#### PROBLEM DESCRIPTION
From the account of the certified IRS letter below, extract the passage starting with "While picking the" and going on through "especially in August.", copied word for word.

#### STUDY TEXT
While picking the dead leaves off of the geraniums on the front porch, I noticed something sticking out of the storm door. It was one of those little pink slips from the post office, “We tried to deliver…”
Upon going to the post office to retrieve it, the man behind the counter hands me a letter from the IRS joking, “There’s hundreds of these back there. Probably a refund.” Right. It’s never a good thing to get a certified letter from the IRS especially in August.
Upon opening it, I find that, as expected, it wasn’t good news. The IRS had determined that I owed money for miscalculating my taxes pretty substantially one year. Huh? How’d that happen?
After pouring over copies of bank statements from that year, I figured out where the error was. While the immediate amount due to the IRS wasn’t THAT bad, the error they cited had the potential to go back several years amounting to a lot more money. Yikes!
It really wasn’t an error on my part. It was a discrepancy in the way some monies had been classified by myself and another party. Neither was right or wrong, we just had to declare the funds the same way and hadn’t. Now the IRS wanted somebody to pay taxes on the money, and that somebody was me.
To make a long, complicated story short, at first, I thought my exposure was bad enough, but I could stomach it. Then after speaking with a tax attorney, I found that, for some unknown reason, the first letter I received was supposed to be preceded by two other letters, to which I could have responded with an appeal. But by this communication, I had to either pay up or go to court.
And, if that wasn’t bad enough, he projected that I could end up owing enough money to buy a small house before it was all over. Holy shit! I used to panic and freak out big time over this kind of stuff. As a matter of fact in 2007, when facing many stressful life events all at one time, I tried to commit suicide by overdosing on pills resulting in a serious brain injury and the loss of custody of my two sons.

Saved data entries
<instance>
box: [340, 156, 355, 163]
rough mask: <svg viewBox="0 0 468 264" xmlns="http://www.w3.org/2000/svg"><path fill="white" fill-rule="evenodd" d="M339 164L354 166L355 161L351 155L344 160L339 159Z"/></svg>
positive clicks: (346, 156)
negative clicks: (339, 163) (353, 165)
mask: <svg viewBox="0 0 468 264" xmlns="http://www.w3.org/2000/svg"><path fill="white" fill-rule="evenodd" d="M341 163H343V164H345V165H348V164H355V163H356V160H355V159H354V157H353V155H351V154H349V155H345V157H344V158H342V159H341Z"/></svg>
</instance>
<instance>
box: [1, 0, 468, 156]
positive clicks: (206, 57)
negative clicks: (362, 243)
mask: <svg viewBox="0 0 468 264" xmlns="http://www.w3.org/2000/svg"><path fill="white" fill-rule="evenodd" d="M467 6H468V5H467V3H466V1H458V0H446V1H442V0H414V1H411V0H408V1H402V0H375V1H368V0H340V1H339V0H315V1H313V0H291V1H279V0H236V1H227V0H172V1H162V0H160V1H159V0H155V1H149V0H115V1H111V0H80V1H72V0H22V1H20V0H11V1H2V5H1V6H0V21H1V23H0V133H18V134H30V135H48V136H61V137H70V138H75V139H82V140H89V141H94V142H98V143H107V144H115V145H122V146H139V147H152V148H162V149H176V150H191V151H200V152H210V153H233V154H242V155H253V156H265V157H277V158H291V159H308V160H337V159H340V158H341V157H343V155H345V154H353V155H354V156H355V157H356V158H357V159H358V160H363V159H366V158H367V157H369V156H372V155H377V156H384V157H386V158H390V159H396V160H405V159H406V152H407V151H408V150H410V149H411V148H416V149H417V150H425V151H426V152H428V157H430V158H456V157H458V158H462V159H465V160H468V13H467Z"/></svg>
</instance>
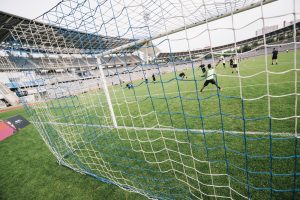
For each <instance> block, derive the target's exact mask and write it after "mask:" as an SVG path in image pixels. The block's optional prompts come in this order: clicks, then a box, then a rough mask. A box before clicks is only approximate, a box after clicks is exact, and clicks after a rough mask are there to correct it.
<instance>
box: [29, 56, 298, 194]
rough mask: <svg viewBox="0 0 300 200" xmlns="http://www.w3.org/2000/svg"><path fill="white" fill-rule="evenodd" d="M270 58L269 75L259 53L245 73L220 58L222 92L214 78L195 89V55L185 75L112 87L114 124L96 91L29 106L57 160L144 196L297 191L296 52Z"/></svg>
mask: <svg viewBox="0 0 300 200" xmlns="http://www.w3.org/2000/svg"><path fill="white" fill-rule="evenodd" d="M297 57H299V52H297ZM268 63H269V64H268V70H269V73H268V74H267V73H266V72H265V69H266V68H265V67H266V66H265V57H264V56H260V57H255V58H249V59H245V60H242V61H241V63H240V65H239V70H240V75H241V76H243V77H245V76H248V77H247V78H241V79H240V78H239V77H238V75H237V74H232V73H231V69H230V68H229V65H228V63H227V66H226V68H225V69H224V68H223V66H222V65H221V64H220V65H219V66H218V67H217V69H216V70H217V74H218V83H219V85H220V86H221V88H222V91H221V92H220V93H218V92H217V90H216V88H215V86H213V85H209V86H208V87H206V88H205V90H204V92H203V93H200V92H199V90H200V88H201V87H202V85H203V83H204V78H201V74H202V73H201V70H198V66H193V67H192V64H189V65H187V70H185V71H184V72H185V74H186V75H187V77H188V78H187V79H184V80H179V79H176V77H177V76H178V72H177V76H175V74H174V73H169V74H164V75H162V76H161V77H160V76H157V80H156V83H152V82H151V80H150V79H149V83H148V84H145V83H144V82H143V81H142V80H140V81H135V82H134V85H135V88H134V90H133V89H131V90H129V89H127V88H124V85H123V87H121V86H113V87H110V88H109V92H110V96H111V99H112V104H113V110H114V112H115V115H116V119H117V123H118V126H119V128H118V129H114V128H112V127H113V124H112V121H111V117H110V112H109V109H108V105H107V103H106V99H105V95H104V93H103V91H102V90H97V91H96V90H94V91H90V92H88V93H85V94H81V95H77V96H72V97H66V98H61V99H57V100H52V101H48V102H46V103H45V104H36V105H34V106H33V109H29V114H30V115H31V116H32V118H31V120H32V121H33V122H41V123H37V127H38V129H40V131H41V133H42V136H43V137H44V140H45V141H46V142H48V144H49V145H50V146H51V147H52V148H53V149H52V151H53V152H54V154H55V155H56V156H57V157H58V158H60V162H61V163H62V164H64V165H67V166H68V167H70V168H73V169H75V170H77V171H79V172H84V173H87V174H90V175H92V176H94V177H96V178H97V179H100V180H102V181H107V180H109V182H112V183H114V184H117V185H118V186H120V187H123V188H125V189H127V190H133V191H135V192H138V193H142V194H144V195H147V196H148V197H160V198H162V199H195V198H196V197H198V198H204V199H209V198H215V197H231V198H233V199H244V198H251V199H269V198H274V199H291V198H296V196H298V195H299V192H300V178H299V176H300V174H299V171H300V170H299V164H300V161H299V159H297V157H296V156H295V155H298V154H299V150H300V149H299V144H298V143H299V139H296V138H295V137H294V134H295V127H296V126H295V118H293V117H291V116H294V115H295V100H296V98H295V86H296V87H297V88H298V87H299V82H297V83H296V84H295V79H296V76H298V75H297V74H296V75H295V71H294V70H293V69H294V54H293V52H291V53H285V52H282V53H280V54H279V63H278V65H270V56H268ZM297 65H299V62H297ZM283 72H285V73H283ZM267 79H268V81H267ZM297 79H298V80H299V77H298V78H297ZM267 83H268V84H267ZM268 89H269V94H270V95H272V96H271V97H270V99H268V96H265V95H267V94H268ZM241 93H242V95H243V100H242V99H241V98H240V96H241ZM268 101H270V113H271V116H272V118H271V119H270V118H269V117H268V113H269V109H268ZM297 103H298V105H299V103H300V102H299V98H298V102H297ZM299 111H300V110H299V106H298V107H297V113H299ZM37 116H39V118H37ZM270 131H271V132H272V134H270ZM297 132H299V127H297ZM46 133H47V134H46ZM245 133H246V134H245Z"/></svg>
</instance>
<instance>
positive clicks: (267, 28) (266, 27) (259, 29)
mask: <svg viewBox="0 0 300 200" xmlns="http://www.w3.org/2000/svg"><path fill="white" fill-rule="evenodd" d="M276 30H278V25H274V26H265V27H264V28H262V29H258V30H257V31H256V32H255V35H256V36H260V35H263V34H268V33H270V32H273V31H276Z"/></svg>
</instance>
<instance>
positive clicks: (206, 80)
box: [204, 79, 216, 87]
mask: <svg viewBox="0 0 300 200" xmlns="http://www.w3.org/2000/svg"><path fill="white" fill-rule="evenodd" d="M209 83H211V84H213V85H216V81H215V79H210V80H206V81H205V82H204V86H205V87H206V86H207V85H208V84H209Z"/></svg>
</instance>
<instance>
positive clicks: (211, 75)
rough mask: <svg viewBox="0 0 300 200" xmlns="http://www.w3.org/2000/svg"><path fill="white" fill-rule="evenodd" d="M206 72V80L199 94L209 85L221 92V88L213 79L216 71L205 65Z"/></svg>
mask: <svg viewBox="0 0 300 200" xmlns="http://www.w3.org/2000/svg"><path fill="white" fill-rule="evenodd" d="M207 68H208V70H207V71H206V78H205V82H204V84H203V87H202V88H201V90H200V92H203V89H204V88H205V87H206V86H207V85H208V84H209V83H211V84H213V85H216V86H217V88H218V89H219V90H221V88H220V87H219V86H218V84H217V83H216V81H215V77H216V71H215V69H214V68H212V66H211V64H208V65H207Z"/></svg>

#### ANSWER BOX
While picking the dead leaves off of the geraniums on the front porch, I noticed something sticking out of the storm door. It was one of those little pink slips from the post office, “We tried to deliver…”
Upon going to the post office to retrieve it, the man behind the counter hands me a letter from the IRS joking, “There’s hundreds of these back there. Probably a refund.” Right. It’s never a good thing to get a certified letter from the IRS especially in August.